**OBJECTIVE**
Recast every line of the entries below as a numbered list, and drop any blank lines.

**TASK MATERIAL**
########
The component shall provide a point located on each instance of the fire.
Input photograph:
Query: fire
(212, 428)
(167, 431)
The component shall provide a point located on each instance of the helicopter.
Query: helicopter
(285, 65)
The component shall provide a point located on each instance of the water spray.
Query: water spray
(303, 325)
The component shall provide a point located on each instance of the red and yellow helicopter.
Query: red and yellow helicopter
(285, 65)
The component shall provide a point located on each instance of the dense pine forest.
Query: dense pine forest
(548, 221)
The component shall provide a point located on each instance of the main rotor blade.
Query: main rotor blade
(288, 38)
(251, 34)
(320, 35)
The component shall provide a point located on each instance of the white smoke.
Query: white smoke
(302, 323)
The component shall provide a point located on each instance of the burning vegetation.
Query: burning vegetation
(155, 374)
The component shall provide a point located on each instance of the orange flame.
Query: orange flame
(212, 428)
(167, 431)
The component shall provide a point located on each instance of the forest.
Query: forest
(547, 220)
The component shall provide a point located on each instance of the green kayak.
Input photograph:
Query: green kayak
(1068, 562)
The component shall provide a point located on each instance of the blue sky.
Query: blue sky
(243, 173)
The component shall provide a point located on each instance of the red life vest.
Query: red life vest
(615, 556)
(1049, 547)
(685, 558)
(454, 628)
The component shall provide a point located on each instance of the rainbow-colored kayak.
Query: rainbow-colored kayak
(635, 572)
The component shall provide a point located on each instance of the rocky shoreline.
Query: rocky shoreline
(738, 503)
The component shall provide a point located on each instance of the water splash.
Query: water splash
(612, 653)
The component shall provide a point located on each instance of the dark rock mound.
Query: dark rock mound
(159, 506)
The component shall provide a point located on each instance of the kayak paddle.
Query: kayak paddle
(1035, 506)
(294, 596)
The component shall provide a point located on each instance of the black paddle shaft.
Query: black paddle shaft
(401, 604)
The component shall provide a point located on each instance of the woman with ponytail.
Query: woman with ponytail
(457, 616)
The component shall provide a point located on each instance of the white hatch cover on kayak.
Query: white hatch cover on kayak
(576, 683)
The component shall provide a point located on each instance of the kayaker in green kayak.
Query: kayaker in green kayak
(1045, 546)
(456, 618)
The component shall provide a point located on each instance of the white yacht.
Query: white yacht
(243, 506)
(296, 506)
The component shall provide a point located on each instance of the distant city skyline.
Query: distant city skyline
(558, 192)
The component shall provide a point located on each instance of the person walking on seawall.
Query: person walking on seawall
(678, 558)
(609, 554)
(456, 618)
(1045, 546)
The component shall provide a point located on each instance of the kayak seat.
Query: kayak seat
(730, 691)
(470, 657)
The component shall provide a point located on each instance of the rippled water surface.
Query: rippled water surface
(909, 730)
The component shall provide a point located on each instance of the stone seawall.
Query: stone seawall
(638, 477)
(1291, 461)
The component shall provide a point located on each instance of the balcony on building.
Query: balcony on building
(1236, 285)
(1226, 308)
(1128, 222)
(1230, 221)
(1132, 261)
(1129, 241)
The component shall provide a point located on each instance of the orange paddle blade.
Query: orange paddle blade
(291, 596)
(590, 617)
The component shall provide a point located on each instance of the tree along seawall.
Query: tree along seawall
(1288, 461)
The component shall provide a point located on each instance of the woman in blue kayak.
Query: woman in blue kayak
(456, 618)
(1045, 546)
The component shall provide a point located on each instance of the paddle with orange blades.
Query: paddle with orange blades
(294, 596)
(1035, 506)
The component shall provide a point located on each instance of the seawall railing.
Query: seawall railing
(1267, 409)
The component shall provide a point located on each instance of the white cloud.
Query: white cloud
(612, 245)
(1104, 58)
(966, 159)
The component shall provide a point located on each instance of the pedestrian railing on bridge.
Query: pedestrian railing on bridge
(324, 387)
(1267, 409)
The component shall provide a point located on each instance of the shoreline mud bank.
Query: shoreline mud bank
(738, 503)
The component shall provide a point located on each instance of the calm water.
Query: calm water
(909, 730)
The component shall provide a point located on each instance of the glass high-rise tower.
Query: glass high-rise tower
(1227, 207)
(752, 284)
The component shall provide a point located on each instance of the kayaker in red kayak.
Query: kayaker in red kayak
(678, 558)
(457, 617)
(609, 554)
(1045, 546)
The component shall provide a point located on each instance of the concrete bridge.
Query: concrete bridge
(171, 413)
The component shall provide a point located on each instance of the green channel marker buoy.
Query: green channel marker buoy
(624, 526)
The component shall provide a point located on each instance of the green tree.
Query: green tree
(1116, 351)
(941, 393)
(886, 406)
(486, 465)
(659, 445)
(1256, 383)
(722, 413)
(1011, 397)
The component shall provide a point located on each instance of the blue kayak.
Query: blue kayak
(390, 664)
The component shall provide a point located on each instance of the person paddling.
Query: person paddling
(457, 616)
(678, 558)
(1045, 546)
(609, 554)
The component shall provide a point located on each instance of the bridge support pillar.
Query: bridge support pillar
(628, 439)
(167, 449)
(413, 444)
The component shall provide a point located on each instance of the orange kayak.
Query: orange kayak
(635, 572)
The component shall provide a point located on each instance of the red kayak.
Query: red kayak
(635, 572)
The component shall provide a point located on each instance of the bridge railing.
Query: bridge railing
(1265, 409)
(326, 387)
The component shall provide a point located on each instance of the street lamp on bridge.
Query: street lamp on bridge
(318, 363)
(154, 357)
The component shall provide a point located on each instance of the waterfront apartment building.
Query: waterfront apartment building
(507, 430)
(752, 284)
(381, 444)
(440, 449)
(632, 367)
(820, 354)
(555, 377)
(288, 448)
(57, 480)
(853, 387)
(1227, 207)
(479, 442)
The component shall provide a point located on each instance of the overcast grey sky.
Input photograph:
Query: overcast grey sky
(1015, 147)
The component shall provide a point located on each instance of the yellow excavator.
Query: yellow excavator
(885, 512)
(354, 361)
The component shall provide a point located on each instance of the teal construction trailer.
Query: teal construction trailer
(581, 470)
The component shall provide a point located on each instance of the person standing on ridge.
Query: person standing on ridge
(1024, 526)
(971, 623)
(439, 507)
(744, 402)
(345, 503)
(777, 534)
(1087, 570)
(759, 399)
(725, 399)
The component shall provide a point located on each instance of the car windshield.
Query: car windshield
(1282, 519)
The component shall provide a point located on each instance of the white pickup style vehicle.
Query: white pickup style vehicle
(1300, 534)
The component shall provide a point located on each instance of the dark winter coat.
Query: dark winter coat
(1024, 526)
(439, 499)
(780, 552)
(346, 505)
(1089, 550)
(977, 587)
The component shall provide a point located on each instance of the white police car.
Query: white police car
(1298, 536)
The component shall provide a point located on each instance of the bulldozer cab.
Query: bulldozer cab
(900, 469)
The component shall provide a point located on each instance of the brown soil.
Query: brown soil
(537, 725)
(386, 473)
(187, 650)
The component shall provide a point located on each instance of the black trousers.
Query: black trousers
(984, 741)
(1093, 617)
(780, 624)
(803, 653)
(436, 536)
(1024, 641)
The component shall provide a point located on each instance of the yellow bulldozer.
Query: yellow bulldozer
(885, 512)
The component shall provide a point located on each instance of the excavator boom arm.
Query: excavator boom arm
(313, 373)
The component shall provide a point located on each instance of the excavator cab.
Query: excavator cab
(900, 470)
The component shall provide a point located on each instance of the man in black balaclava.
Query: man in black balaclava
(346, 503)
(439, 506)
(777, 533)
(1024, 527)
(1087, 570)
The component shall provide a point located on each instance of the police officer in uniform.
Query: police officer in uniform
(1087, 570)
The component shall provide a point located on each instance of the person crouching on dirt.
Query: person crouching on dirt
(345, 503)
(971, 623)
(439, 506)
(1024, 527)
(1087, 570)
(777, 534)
########
**CORRECT RESULT**
1. The component shall provide a point located on each instance of the fire.
2. Input photograph:
3. Query: fire
4. (212, 428)
5. (167, 431)
6. The component shall provide a point located on each instance of the helicopter.
7. Query: helicopter
8. (285, 65)
9. The component shall provide a point located on each instance of the water spray.
10. Query: water spray
11. (303, 325)
12. The component shall provide a point located on each instance of the red and yellow helicopter.
13. Query: red and yellow helicopter
14. (285, 65)
15. The component shall provide a point located on each instance of the dense pine forest.
16. Query: dense pine forest
17. (548, 221)
18. The component shall provide a point located on each instance of the main rotor blade.
19. Query: main rotor blade
20. (288, 38)
21. (251, 34)
22. (320, 35)
23. The component shall provide a point located on each instance of the white smoke.
24. Query: white smoke
25. (302, 323)
26. The component shall provide a point located on each instance of the burning vegetation.
27. Query: burning vegetation
28. (155, 374)
29. The component shall provide a point located on each instance of the orange flame.
30. Query: orange flame
31. (212, 428)
32. (167, 431)
33. The component shall provide a point located on each instance of the forest.
34. Query: forest
35. (547, 220)
36. The component shall provide a point located on each instance of the green kayak.
37. Input photograph:
38. Query: green kayak
39. (1068, 562)
40. The component shall provide a point located on each instance of the blue sky.
41. Query: blue sky
42. (243, 173)
43. The component shall provide a point located on each instance of the red life vest.
44. Query: red life vest
45. (615, 556)
46. (1049, 547)
47. (685, 558)
48. (454, 628)
49. The component shall provide a point located on each instance of the rainbow-colored kayak.
50. Query: rainbow-colored kayak
51. (635, 572)
52. The component shall provide a point located on each instance of the rocky shoreline.
53. Query: rocky shoreline
54. (738, 503)
55. The component shall provide a point located on each instance of the water splash.
56. Query: water splash
57. (612, 653)
58. The component shall provide a point located on each instance of the dark rock mound.
59. Query: dark rock mound
60. (159, 506)
61. The component shall provide a point located on each instance of the kayak paddle.
62. Query: kayak paddle
63. (1035, 506)
64. (294, 596)
65. The component shall provide a point located on each instance of the black paddle shaft.
66. Query: black paddle shaft
67. (401, 604)
68. The component shall provide a point located on each instance of the woman with ponytail.
69. Query: woman with ponytail
70. (457, 616)
71. The component shall provide a point located on each instance of the white hatch cover on kayak.
72. Query: white hatch cover on kayak
73. (576, 683)
74. The component shall provide a point located on each instance of the kayaker in green kayak.
75. Query: kayaker in green kayak
76. (1045, 546)
77. (456, 618)
78. The component shall provide a point located on each instance of the white yacht.
79. Query: white yacht
80. (243, 506)
81. (296, 506)
82. The component shall provide a point located on each instance of the distant city skyline.
83. Query: distant city skyline
84. (558, 192)
85. The component shall provide a point located on each instance of the person walking on seawall.
86. Query: person walking on seawall
87. (678, 558)
88. (609, 554)
89. (456, 618)
90. (1045, 546)
91. The component shall provide a point located on each instance of the kayak seat.
92. Query: kayak seat
93. (730, 691)
94. (470, 657)
95. The component shall provide a point located on each instance of the rippled water surface.
96. Query: rippled water surface
97. (909, 730)
98. The component shall provide a point located on each instance of the stone seawall.
99. Query: stone seawall
100. (638, 477)
101. (1291, 461)
102. The component shall provide a point located on each instance of the balcony on building.
103. Query: balcony on building
104. (1236, 285)
105. (1226, 308)
106. (1128, 222)
107. (1230, 221)
108. (1132, 261)
109. (1129, 241)
110. The component shall provide a point located on each instance of the orange paddle blade.
111. Query: orange paddle blade
112. (291, 596)
113. (590, 617)
114. The component shall provide a point located on each instance of the tree along seawall.
115. Query: tree along seawall
116. (1288, 461)
117. The component shall provide a point located on each instance of the woman in blue kayak.
118. Query: woman in blue kayak
119. (456, 618)
120. (1045, 546)
121. The component shall provide a point located on each instance of the paddle with orange blades.
122. Query: paddle with orange blades
123. (294, 596)
124. (1035, 506)
125. The component shall provide a point located on each instance of the seawall railing.
126. Query: seawall railing
127. (1267, 409)
128. The component shall provide a point located on each instance of the white cloud.
129. Query: white cloud
130. (612, 245)
131. (1104, 58)
132. (966, 159)
133. The component shall provide a point located on each instance of the pedestrian railing on bridge.
134. Query: pedestrian railing on bridge
135. (324, 387)
136. (1267, 409)
137. The component shall provide a point located on each instance of the shoreline mud bank.
138. Query: shoreline mud bank
139. (738, 503)
140. The component shall provide a point located on each instance of the calm water.
141. Query: calm water
142. (909, 730)
143. The component shall provide a point located on each instance of the glass high-rise tower.
144. Query: glass high-rise tower
145. (1227, 207)
146. (752, 284)
147. The component shall provide a point located on each instance of the kayaker in red kayak.
148. Query: kayaker in red kayak
149. (678, 558)
150. (457, 617)
151. (609, 554)
152. (1045, 546)
153. The component shall provide a point located on each instance of the concrete bridge.
154. Query: concrete bridge
155. (171, 413)
156. The component shall provide a point located on each instance of the green channel marker buoy.
157. Query: green channel marker buoy
158. (624, 526)
159. The component shall provide a point located on each instance of the green tree.
160. Query: green tree
161. (1116, 351)
162. (941, 393)
163. (886, 406)
164. (486, 465)
165. (659, 445)
166. (1256, 383)
167. (722, 413)
168. (1011, 397)
169. The component shall provide a point located on each instance of the blue kayak.
170. Query: blue kayak
171. (390, 664)
172. The component shall provide a point located on each instance of the person paddling.
173. Query: person paddling
174. (457, 616)
175. (678, 558)
176. (1045, 546)
177. (609, 554)
178. The component shall provide a point located on each instance of the bridge support pillar.
179. Query: bridge support pillar
180. (628, 439)
181. (167, 449)
182. (413, 444)
183. The component shall provide a point located on each instance of the orange kayak.
184. Query: orange kayak
185. (635, 572)
186. The component shall provide a point located on each instance of the red kayak.
187. Query: red kayak
188. (635, 572)
189. The component shall provide a point located on each instance of the bridge railing.
190. Query: bridge railing
191. (1265, 409)
192. (326, 387)
193. The component shall provide a point located on each instance of the street lamp on bridge.
194. Query: street lamp on bridge
195. (318, 363)
196. (154, 357)
197. The component shall provide a point located on each instance of the waterfront apartment building.
198. Query: waterfront apartment building
199. (507, 430)
200. (752, 284)
201. (381, 444)
202. (440, 449)
203. (632, 367)
204. (820, 354)
205. (555, 377)
206. (288, 448)
207. (57, 480)
208. (853, 387)
209. (1227, 207)
210. (479, 442)
211. The component shall provide a point located on each instance of the overcast grey sky.
212. Input photograph:
213. Query: overcast grey sky
214. (1015, 147)
215. The component shall provide a point located on each instance of the yellow excavator.
216. Query: yellow excavator
217. (885, 512)
218. (354, 361)
219. The component shall provide a point located on each instance of the teal construction trailer.
220. Query: teal construction trailer
221. (581, 470)
222. The component shall provide a point located on each instance of the person standing on ridge.
223. Query: person standing on ridge
224. (1024, 526)
225. (971, 623)
226. (439, 507)
227. (744, 402)
228. (345, 503)
229. (777, 534)
230. (1087, 570)
231. (759, 399)
232. (725, 399)
233. The component shall provide a point located on each instance of the car windshield.
234. Query: car windshield
235. (1282, 519)
236. The component shall provide a point located on each instance of the white pickup style vehicle.
237. Query: white pickup style vehicle
238. (1300, 534)
239. The component shall provide a point located on each instance of the dark winter coat.
240. Query: dark winter coat
241. (1024, 526)
242. (439, 499)
243. (780, 552)
244. (346, 505)
245. (1089, 550)
246. (977, 587)
247. The component shall provide a point located on each instance of the white police car.
248. Query: white police car
249. (1298, 536)
250. The component shall provide a point located on each instance of the bulldozer cab.
251. Query: bulldozer cab
252. (900, 469)
253. The component shall provide a point located on each instance of the brown soil.
254. Query: brown soil
255. (537, 725)
256. (386, 473)
257. (187, 650)
258. The component shall provide a point located on each instance of the black trousers.
259. Query: black trousers
260. (984, 741)
261. (1093, 617)
262. (780, 624)
263. (803, 653)
264. (436, 536)
265. (1024, 641)
266. The component shall provide a point located on each instance of the yellow bulldozer.
267. Query: yellow bulldozer
268. (885, 512)
269. The component shall provide a point located on each instance of the excavator boom arm.
270. Query: excavator boom arm
271. (313, 373)
272. The component shall provide a point located on each instance of the excavator cab.
273. Query: excavator cab
274. (900, 470)
275. The component shall provide a point located on each instance of the man in black balaclava.
276. Query: man in black balaclava
277. (346, 503)
278. (439, 506)
279. (777, 533)
280. (1024, 527)
281. (1087, 570)
282. The component shall provide a point located on each instance of the police officer in uniform.
283. Query: police officer in uniform
284. (1087, 570)
285. The component shall provide a point located on each instance of the person crouching on dirt.
286. Query: person crouching on dirt
287. (345, 503)
288. (971, 623)
289. (439, 506)
290. (1024, 527)
291. (1087, 570)
292. (777, 534)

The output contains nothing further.